● **GIVEN TASK**:
Copy every one of the rows below word for word, leaving the pictures out of your answer.

● **ROWS**:
-*-*-
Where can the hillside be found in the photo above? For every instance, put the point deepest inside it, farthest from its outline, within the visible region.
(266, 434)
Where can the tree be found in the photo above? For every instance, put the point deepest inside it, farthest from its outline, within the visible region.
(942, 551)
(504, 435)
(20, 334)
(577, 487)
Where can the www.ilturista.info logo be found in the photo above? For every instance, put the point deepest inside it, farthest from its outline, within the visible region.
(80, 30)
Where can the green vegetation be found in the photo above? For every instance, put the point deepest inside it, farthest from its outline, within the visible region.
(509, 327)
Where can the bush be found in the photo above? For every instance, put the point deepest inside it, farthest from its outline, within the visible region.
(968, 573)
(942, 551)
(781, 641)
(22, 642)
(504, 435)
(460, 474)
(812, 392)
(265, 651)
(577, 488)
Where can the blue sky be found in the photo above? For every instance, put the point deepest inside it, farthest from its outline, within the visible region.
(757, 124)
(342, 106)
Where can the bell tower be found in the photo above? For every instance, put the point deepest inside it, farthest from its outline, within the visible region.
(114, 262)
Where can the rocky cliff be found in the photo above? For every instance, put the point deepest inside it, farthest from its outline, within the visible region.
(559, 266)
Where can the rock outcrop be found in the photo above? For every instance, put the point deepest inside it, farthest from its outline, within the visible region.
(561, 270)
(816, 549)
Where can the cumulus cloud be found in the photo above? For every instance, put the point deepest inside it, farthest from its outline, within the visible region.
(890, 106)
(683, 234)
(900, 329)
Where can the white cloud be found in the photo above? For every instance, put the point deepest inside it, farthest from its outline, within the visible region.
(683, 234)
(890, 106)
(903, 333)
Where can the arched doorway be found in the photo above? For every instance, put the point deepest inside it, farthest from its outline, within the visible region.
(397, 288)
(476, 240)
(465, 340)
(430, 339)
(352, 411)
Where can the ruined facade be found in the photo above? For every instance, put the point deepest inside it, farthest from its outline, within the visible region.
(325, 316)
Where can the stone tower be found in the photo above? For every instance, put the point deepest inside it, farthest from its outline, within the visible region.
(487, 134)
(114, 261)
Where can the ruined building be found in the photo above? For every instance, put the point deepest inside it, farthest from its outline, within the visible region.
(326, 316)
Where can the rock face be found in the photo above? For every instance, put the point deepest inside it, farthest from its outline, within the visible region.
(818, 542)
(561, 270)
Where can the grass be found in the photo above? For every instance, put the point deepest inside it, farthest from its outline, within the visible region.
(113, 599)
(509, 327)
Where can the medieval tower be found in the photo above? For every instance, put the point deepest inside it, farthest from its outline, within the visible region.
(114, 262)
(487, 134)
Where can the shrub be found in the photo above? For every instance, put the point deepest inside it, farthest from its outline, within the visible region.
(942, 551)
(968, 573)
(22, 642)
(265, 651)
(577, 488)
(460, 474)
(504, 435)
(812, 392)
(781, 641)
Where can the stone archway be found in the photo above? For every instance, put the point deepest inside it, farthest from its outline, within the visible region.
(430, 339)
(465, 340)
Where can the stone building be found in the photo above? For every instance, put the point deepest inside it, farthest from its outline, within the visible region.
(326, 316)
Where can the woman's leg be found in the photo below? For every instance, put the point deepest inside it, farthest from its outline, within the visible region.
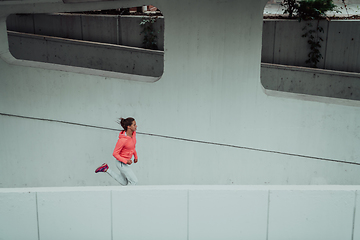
(118, 176)
(127, 172)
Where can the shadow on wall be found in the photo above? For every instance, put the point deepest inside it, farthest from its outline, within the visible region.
(120, 40)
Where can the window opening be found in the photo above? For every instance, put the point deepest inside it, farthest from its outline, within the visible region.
(285, 50)
(126, 40)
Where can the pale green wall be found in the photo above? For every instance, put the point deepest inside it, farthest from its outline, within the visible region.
(210, 91)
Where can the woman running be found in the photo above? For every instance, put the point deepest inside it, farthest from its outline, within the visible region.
(123, 152)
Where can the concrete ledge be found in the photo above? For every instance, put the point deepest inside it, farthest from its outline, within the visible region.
(181, 212)
(310, 81)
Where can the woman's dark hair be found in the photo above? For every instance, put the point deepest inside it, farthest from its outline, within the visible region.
(125, 123)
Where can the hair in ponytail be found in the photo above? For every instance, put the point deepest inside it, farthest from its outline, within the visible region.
(126, 122)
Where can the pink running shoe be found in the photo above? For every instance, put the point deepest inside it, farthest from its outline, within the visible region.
(102, 168)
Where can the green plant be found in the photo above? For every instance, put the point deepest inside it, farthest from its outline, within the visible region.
(314, 39)
(314, 9)
(150, 36)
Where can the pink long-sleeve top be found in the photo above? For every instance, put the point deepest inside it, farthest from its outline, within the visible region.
(125, 147)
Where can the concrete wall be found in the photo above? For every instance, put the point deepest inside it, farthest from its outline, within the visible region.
(283, 44)
(207, 120)
(310, 81)
(185, 212)
(113, 29)
(282, 39)
(108, 57)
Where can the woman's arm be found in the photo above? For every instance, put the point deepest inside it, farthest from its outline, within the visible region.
(119, 145)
-*-*-
● **WORKED SOLUTION**:
Where can the hillside be found in the photo above? For every instance, put the point deepest inside it, farthest from its outline, within the visible region.
(266, 434)
Where can the tree be found in the photo above? For every instance, put the point deepest inside it, farthest from its outline, within the visible region.
(942, 551)
(504, 435)
(20, 334)
(577, 487)
Where can the www.ilturista.info logo be found in the photo above? For every instance, put the point deepest inside it, farthest from its outline, within the visible region.
(80, 30)
Where can the green vegetation be found in the photo above? For every instance, put the point deepest inside it, farthest from its outline, within the visible region.
(509, 327)
Where can the bush be found in the photo above? For every instance, put the point deepest inside it, farthest from its outline, within the visible region.
(968, 573)
(942, 551)
(781, 641)
(22, 642)
(504, 435)
(460, 474)
(812, 392)
(265, 651)
(577, 488)
Where can the blue sky be found in the photo above? For every instance, put the point deepest inside it, farthest from its outline, within the visible region.
(757, 124)
(342, 106)
Where can the bell tower be found in the photo above? For every instance, put the point deepest inside it, farthest from its outline, within the visible region.
(114, 262)
Where can the rocky cliff be found in the photo above? For every instance, put the point deepest inside it, farthest from its outline, within the visible region.
(559, 266)
Where can the rock outcrop be found in the photo above? For every instance, put the point deepest inside it, farthest from its outline, within the visible region.
(561, 270)
(816, 549)
Where can the cumulus cloud be found in the photo above? For every instance, put the point deepest inside it, farthest from its outline, within the visible region.
(890, 106)
(683, 234)
(900, 329)
Where can the white cloud be found in the photo above? For every instance, put the point deepest inside it, farthest from its outline, within the visible region.
(683, 234)
(890, 106)
(903, 333)
Where can the arched doorway be found in the photo above? For every instance, put the point deepest inside it, farthest from its outline, within the visible region.
(397, 288)
(476, 240)
(465, 340)
(430, 339)
(352, 411)
Where can the ruined facade be found in the photo above? For every instance, put the point deepest inside it, farthest from its outline, within the visible region.
(325, 316)
Where can the stone tower be found in the photo above? For every instance, put the point deepest inside it, farthest from its outline, within the visible region.
(487, 134)
(114, 261)
Where can the ruined building be found in the photo above? For every instance, put the point deepest inside it, farthest from its outline, within the visible region.
(326, 316)
Where can the rock face be found in the photo above? For every instance, put the point deepest inside it, farthest from its outline, within the visible region.
(818, 542)
(561, 270)
Where can the grass be found in the photo above? For every instance, put the point deepest inside it, farthest from its outline, within the visible region.
(113, 599)
(509, 327)
Where can the medieval tower be found in the photo above? For every instance, put the point deepest inside it, farthest from its outline, within the visible region.
(114, 262)
(487, 134)
Where can the shrub be found in the photo above? For every instance, put the point deepest inside it, farthest from its outline, within the visible region.
(942, 551)
(968, 573)
(22, 642)
(265, 651)
(577, 488)
(460, 474)
(504, 435)
(812, 392)
(781, 641)
Where can the stone archway be found in the photo above? For every instance, put the point deepest inside it, farthest from its outline, within the visible region.
(430, 339)
(465, 340)
Where can the stone building be found in the photo above? For every instance, put the point deepest inside it, farthest from its outline, within the visible region.
(326, 316)
Where can the woman's leg be found in the photo below? For every instance, put the point deepest inside it, farthest from its outline, within the visible region.
(118, 176)
(127, 172)
Where can the shadow on wall be found in the photo above? For every instance, put the point deepest inside it, farthest from its outline, within the visible region.
(120, 40)
Where can the window opening be found in the photo above? For every instance, put the point deepest inside it, farthest from its outline, within the visible region.
(285, 50)
(126, 40)
Where can the pale green wall be found in the photo above? For every instance, put the point deepest inside it, farthest from its outline, within the visible region.
(210, 91)
Where can the woman running be found in the photo above? For every instance, put the point deepest inside it, farthest from its outline, within the visible region.
(123, 152)
Where can the concrete ledge be found in the photo above? For every instance, put the point deepest inside it, farthest from its outline, within the visible region.
(181, 212)
(310, 81)
Where can the woman's dark hair be found in the photo above? For every instance, put the point deepest inside it, farthest from its outline, within the visible region.
(125, 123)
Where can the hair in ponytail be found in the photo above? For every instance, put the point deepest inside it, farthest from its outline, within the visible region.
(126, 122)
Where can the pink running shoe be found in the photo above? For every instance, put the point deepest inside it, farthest from its outline, within the visible region.
(102, 168)
Where can the green plant be found in the photo above? For every instance, put the point deepest inside it, farthest from its outline, within the visible region.
(314, 39)
(314, 9)
(150, 36)
Where can the pink long-sleeve top be found in the photo above? For every instance, put the point deepest inside it, farthest from its outline, within the visible region.
(125, 147)
Where can the concrete wall be found in the photo above? For every instance, put the point deepest inside it, farthest from its outline, within the visible region.
(283, 44)
(207, 120)
(310, 81)
(185, 212)
(113, 29)
(282, 39)
(108, 57)
Where can the woman's arm be found in the photo above? For every instance, put the point deepest inside it, farthest from its outline, within the visible region.
(119, 145)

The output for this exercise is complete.